__Description of the task__.
Your job is to return every line of the listing holding the string "wall".

*** Supplied data

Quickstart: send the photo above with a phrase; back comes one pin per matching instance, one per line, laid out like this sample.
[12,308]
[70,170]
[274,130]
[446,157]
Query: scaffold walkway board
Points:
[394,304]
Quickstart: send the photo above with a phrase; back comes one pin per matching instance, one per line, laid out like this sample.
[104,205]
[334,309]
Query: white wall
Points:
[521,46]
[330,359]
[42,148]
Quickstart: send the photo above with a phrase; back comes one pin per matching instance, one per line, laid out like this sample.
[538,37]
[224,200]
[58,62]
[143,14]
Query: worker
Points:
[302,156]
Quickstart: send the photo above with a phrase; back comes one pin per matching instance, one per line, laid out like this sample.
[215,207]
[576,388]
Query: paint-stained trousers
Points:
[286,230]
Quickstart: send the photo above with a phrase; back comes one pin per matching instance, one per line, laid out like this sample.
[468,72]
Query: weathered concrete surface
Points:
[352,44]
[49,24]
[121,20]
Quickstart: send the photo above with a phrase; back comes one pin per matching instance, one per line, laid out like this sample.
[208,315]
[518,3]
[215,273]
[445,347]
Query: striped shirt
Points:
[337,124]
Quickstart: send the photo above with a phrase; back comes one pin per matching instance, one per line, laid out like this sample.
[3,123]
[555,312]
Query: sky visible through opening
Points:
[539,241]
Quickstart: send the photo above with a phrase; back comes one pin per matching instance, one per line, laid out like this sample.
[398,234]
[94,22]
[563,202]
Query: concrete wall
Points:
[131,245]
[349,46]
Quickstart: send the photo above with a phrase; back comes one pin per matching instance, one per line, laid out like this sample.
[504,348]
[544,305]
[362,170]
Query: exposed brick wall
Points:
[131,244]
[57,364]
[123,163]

******
*** Supplied data

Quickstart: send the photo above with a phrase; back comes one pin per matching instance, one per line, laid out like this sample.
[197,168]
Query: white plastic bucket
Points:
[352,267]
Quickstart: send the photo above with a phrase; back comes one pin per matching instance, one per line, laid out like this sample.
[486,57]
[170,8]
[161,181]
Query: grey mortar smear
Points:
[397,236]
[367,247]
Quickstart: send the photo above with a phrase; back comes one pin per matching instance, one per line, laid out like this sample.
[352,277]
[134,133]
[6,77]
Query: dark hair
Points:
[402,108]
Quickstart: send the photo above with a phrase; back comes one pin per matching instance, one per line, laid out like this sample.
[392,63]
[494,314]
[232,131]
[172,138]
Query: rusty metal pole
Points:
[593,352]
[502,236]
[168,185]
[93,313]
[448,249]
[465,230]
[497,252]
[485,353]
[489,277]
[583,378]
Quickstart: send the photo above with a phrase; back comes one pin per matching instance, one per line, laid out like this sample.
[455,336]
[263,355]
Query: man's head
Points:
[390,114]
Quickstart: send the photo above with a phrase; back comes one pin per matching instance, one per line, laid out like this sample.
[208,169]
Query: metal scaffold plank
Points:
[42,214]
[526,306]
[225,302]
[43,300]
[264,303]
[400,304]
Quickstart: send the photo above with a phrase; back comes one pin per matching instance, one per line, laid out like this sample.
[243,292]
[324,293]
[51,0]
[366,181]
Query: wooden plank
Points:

******

__Result of the task__.
Query: white wall
Query: concrete wall
Query: exposed brick wall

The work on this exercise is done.